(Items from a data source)
*****

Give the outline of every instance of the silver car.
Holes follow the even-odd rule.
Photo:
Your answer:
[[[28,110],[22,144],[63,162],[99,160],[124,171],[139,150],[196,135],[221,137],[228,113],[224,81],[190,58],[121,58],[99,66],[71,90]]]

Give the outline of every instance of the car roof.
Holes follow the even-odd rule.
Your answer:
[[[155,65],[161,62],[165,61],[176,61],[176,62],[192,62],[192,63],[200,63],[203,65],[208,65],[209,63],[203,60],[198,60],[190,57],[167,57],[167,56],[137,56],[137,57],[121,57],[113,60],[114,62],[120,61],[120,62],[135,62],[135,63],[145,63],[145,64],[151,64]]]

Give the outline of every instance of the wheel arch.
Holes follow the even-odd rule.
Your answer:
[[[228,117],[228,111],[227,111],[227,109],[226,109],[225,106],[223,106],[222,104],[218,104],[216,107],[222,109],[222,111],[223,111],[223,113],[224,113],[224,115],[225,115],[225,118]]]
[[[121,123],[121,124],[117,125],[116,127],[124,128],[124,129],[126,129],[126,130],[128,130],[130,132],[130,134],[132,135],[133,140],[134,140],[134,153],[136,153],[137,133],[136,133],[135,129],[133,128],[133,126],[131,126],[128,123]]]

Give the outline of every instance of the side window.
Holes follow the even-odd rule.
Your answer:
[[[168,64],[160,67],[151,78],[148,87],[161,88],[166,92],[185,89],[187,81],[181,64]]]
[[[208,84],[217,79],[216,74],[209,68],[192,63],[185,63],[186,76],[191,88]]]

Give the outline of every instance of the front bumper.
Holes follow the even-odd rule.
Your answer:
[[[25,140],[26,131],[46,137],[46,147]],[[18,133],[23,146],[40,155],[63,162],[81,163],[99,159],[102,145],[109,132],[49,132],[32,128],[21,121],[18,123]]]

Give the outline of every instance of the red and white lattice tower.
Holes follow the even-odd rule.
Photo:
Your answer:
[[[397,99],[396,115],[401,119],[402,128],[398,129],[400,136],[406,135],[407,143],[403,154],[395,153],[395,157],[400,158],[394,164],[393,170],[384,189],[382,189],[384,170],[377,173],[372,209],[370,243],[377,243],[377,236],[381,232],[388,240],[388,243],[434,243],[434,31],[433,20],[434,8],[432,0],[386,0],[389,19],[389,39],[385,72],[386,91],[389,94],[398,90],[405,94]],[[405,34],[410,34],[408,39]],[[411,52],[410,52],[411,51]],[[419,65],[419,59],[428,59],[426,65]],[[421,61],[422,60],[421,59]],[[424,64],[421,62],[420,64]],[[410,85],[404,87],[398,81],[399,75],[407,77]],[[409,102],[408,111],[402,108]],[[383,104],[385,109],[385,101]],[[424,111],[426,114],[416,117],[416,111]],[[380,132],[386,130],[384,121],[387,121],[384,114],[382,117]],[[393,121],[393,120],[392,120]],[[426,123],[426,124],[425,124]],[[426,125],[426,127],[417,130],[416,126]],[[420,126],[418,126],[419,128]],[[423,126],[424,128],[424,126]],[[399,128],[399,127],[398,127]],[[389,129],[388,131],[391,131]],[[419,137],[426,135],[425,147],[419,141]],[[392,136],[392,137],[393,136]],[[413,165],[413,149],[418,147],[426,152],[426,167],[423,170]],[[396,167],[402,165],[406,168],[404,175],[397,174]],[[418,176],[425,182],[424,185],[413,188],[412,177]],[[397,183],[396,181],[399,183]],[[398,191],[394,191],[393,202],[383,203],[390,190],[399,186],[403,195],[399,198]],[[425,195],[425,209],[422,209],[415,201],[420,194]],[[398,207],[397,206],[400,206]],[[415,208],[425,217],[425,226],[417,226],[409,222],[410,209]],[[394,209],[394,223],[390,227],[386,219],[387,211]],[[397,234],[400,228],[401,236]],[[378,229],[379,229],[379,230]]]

*****

Pull out every line in the records above that contains the string "outline", and treat uppercase and lowercase as different.

Give the outline of every instance of the silver car.
Give the outline of every instance of the car roof.
Give the outline of every instance of the wheel arch.
Give the outline of every instance of the side window.
Give the outline of every instance of the front bumper.
Give the outline of every instance of the red and white lattice tower.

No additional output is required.